[Provided passage]

---

Given two integer arrays A and B, return the maximum length of an subarray that appears in both arrays.

Example 1:

Input:
A: [1,2,3,2,1]
B: [3,2,1,4,7]
Output: 3
Explanation: 
The repeated subarray with maximum length is [3, 2, 1].

Note:

1. 1 <= len(A), len(B) <= 1000
2. 0 <= A[i], B[i] < 100

Runtime: 78 ms, faster than 40.98% of Java online submissions for Maximum Length of Repeated Subarray.

class Solution {
  public int findLength(int[] A, int[] B) {
    int[][] dp = new int[A.length+1][B.length+1];
    int
 
 ret = 0;
    for(int i=1; i<dp.length; i++){
      for(int j=1; j<dp[0].length; j++){
        if(A[i-1] == B[j-1]){
          dp[i][j] = dp[i-1][j-1] + 1;
          ret = Math.max(ret, dp[i][j]);
        }
      }
    }
    return ret;
  }
}

a better solution

Runtime: 26 ms, faster than 99.59% of Java online submissions for Maximum Length of Repeated Subarray.

有兩個關鍵點，

第一個是內層迴圈從後往前遍歷，如果從前往後遍歷就是錯誤的，因為我們每一次更新dp的時候是dp[j+1] = dp[j] + 1，所以在更新j+1的時候要用到j的資訊，而這個j應該是之前的j，也就是上一行的j，可以參考上面一個解法中矩陣的上一行。

第二個是如果沒有匹配到，應該把j+1變成０，否則會產生錯誤的計數。

class Solution {
    public int findLength(int[] A, int[] B) {
        int[] dp = new int[A.length+1];
        int max = 0;
        for(int i=0; i<A.length; i++) {
            for(int j=B.length-1; j>=0; j--) {
                if (A[i] == B[j]) {
                    dp[j+1] = dp[j] + 1;
                    if (max < dp[j+1]) {
                        max = dp[j+1];
                    }
                } else {
                    dp[j+1] = 0;
                }
            }
        }
        return max;
    }  
}

---

[List of tasks]
• 1. Answer these from the repeated-subarray page:
(a) What output does Example 1 give?
(b) What runtime is reported for the first Java solution?
(c) What percentage of Java online submissions is the better solution faster than?
• 2. Update the repeated-subarray page from "a better solution" to "第二個是如果沒有匹配到，應該把j+1變成０，否則會產生錯誤的計數。", replacing "better" with "faster".
Rely only on the text above when answering.

---

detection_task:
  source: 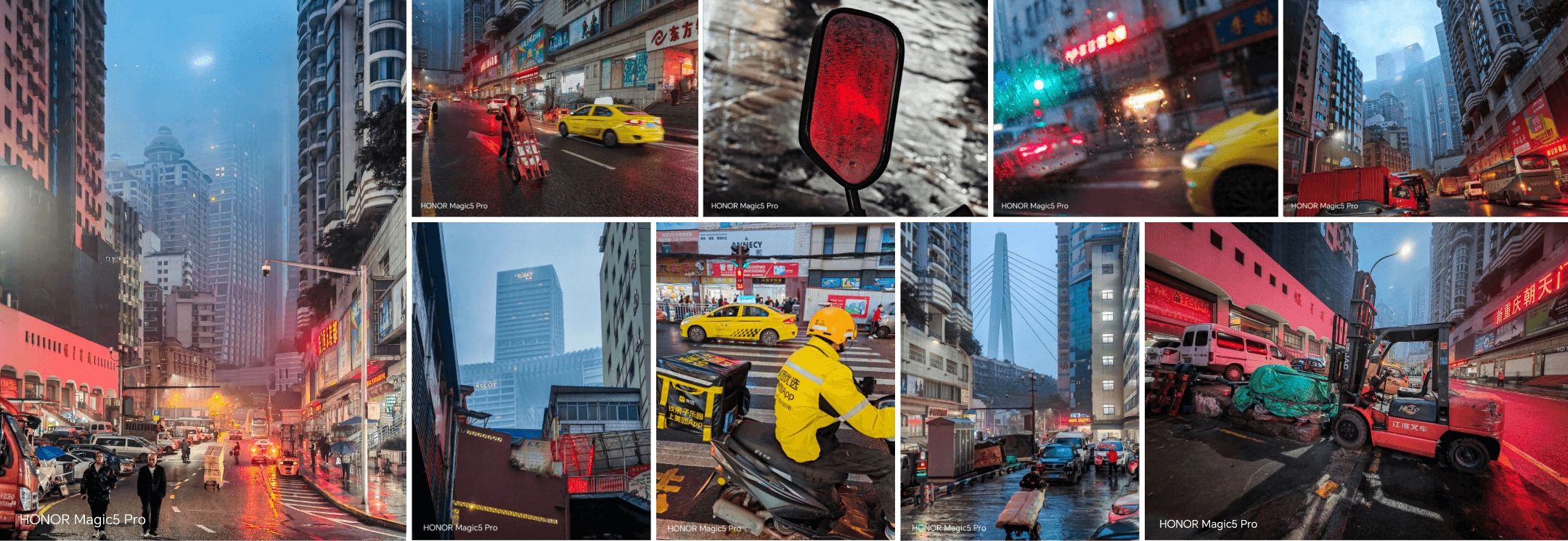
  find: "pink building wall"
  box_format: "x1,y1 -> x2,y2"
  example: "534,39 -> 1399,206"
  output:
1143,221 -> 1334,349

---

[The results]
• 1.
(a) 3
(b) 78 ms
(c) 99.59%

• 2.
a faster solution

Runtime: 26 ms, faster than 99.59% of Java online submissions for Maximum Length of Repeated Subarray.

有兩個關鍵點，

第一個是內層迴圈從後往前遍歷，如果從前往後遍歷就是錯誤的，因為我們每一次更新dp的時候是dp[j+1] = dp[j] + 1，所以在更新j+1的時候要用到j的資訊，而這個j應該是之前的j，也就是上一行的j，可以參考上面一個解法中矩陣的上一行。

第二個是如果沒有匹配到，應該把j+1變成０，否則會產生錯誤的計數。